• _What you will do_: Find the word "drawer" in the data below and copy each line that holds it.

• _Exercise data_:

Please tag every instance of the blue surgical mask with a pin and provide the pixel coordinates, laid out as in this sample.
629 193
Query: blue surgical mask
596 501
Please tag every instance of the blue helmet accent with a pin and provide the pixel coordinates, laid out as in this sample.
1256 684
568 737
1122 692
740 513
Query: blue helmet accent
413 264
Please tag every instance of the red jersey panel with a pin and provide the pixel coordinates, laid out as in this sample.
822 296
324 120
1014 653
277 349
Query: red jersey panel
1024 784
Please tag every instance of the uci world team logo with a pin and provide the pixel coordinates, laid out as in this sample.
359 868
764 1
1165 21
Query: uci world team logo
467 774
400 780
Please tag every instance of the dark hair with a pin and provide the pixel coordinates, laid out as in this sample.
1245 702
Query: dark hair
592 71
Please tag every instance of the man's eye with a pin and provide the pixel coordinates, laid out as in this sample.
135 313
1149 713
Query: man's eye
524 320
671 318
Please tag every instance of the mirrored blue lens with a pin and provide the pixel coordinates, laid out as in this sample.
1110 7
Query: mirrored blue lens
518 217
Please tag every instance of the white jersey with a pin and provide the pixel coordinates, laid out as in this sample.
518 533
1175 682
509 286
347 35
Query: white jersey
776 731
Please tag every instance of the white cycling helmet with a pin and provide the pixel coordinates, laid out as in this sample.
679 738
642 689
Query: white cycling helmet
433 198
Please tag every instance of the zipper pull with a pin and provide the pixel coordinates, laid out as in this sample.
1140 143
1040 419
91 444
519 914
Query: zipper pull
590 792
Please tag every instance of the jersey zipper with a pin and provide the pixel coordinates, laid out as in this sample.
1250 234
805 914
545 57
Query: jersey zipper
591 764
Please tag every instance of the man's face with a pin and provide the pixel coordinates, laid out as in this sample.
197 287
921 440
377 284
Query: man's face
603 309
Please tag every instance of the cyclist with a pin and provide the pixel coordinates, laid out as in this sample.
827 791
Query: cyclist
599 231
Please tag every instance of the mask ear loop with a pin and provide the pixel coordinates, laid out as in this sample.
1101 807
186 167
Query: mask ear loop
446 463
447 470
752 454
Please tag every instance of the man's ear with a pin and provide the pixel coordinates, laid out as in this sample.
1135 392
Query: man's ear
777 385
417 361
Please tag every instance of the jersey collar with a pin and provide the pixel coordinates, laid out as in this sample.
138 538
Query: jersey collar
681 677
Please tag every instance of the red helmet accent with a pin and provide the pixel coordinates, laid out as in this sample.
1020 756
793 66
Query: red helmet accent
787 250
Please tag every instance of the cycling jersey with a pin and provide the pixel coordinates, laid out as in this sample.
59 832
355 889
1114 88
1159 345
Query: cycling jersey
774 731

* * *

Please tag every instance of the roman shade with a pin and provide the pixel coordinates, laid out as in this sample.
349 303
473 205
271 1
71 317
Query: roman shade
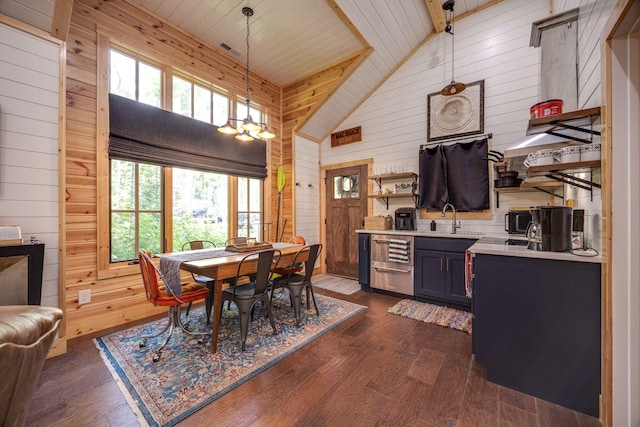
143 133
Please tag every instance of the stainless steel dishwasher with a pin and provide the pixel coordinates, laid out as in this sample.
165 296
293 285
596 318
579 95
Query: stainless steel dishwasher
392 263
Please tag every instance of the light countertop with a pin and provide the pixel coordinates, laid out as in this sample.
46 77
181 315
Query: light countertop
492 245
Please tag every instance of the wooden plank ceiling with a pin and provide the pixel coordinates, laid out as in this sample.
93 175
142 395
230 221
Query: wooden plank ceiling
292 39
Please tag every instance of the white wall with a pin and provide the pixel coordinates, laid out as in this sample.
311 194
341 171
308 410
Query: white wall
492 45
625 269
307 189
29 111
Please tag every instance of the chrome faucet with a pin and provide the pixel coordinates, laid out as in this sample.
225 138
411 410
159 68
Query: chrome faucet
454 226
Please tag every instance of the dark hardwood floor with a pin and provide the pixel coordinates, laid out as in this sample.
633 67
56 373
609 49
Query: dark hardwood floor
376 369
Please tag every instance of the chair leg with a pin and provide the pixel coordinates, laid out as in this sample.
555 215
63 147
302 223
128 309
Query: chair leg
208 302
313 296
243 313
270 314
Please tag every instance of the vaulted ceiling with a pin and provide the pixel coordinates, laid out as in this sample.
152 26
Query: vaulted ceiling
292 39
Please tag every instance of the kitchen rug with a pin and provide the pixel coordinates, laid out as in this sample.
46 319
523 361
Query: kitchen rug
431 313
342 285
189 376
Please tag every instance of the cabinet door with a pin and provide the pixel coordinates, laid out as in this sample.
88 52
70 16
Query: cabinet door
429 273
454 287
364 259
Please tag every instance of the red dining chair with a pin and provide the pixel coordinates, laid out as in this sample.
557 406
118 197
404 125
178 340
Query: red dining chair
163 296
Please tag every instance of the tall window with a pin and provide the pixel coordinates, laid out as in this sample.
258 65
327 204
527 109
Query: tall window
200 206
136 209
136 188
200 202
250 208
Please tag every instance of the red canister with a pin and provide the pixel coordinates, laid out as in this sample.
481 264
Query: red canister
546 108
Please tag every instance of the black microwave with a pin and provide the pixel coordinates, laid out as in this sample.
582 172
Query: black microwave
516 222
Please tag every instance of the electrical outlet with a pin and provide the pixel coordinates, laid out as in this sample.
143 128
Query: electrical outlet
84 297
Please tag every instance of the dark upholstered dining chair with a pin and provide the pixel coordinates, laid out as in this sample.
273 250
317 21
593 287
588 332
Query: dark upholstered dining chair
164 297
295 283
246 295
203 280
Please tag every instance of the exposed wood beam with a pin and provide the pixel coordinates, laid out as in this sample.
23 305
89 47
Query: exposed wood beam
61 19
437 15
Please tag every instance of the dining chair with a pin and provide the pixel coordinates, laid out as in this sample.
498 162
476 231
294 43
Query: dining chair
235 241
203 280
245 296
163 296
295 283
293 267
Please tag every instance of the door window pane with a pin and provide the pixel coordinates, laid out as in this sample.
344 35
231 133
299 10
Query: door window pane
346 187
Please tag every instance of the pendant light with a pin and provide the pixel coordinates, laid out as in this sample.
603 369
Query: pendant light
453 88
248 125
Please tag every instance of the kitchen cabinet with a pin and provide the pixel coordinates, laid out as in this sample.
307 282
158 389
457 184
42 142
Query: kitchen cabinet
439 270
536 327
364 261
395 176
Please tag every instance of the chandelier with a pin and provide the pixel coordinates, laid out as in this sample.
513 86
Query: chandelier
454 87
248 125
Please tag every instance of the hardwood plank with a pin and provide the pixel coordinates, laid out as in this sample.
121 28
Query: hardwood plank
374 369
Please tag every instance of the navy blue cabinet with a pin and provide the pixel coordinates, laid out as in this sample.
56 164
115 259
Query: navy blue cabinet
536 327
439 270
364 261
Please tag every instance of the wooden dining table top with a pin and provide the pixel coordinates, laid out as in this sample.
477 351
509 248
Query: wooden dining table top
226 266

==

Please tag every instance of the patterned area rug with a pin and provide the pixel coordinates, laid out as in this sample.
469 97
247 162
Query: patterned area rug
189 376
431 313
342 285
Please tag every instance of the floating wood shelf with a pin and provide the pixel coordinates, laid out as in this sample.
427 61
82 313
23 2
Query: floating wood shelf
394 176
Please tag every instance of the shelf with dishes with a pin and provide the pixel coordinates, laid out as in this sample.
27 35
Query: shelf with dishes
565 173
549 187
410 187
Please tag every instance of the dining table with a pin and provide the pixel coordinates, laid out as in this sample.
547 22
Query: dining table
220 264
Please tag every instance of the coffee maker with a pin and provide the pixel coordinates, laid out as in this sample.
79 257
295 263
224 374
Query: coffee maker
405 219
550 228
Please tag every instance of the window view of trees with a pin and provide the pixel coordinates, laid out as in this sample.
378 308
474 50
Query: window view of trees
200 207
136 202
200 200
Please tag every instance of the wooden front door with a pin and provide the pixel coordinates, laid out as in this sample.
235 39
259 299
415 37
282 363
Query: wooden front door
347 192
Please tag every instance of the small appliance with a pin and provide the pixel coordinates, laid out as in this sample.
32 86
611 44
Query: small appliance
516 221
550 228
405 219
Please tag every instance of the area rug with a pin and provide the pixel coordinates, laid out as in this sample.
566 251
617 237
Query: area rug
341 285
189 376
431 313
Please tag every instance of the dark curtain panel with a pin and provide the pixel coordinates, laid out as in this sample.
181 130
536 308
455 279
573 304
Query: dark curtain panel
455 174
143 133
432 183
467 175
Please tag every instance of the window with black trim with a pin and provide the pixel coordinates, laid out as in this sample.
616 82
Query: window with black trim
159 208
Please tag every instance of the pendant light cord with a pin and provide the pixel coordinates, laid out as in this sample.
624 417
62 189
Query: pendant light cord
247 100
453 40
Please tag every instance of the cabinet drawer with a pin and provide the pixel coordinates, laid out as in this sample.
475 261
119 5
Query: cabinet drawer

• _Written answer_:
Please tag every instance of the cabinet drawer with a pin and provide the pixel coordinates, laid out as in this sample.
Query: cabinet drawer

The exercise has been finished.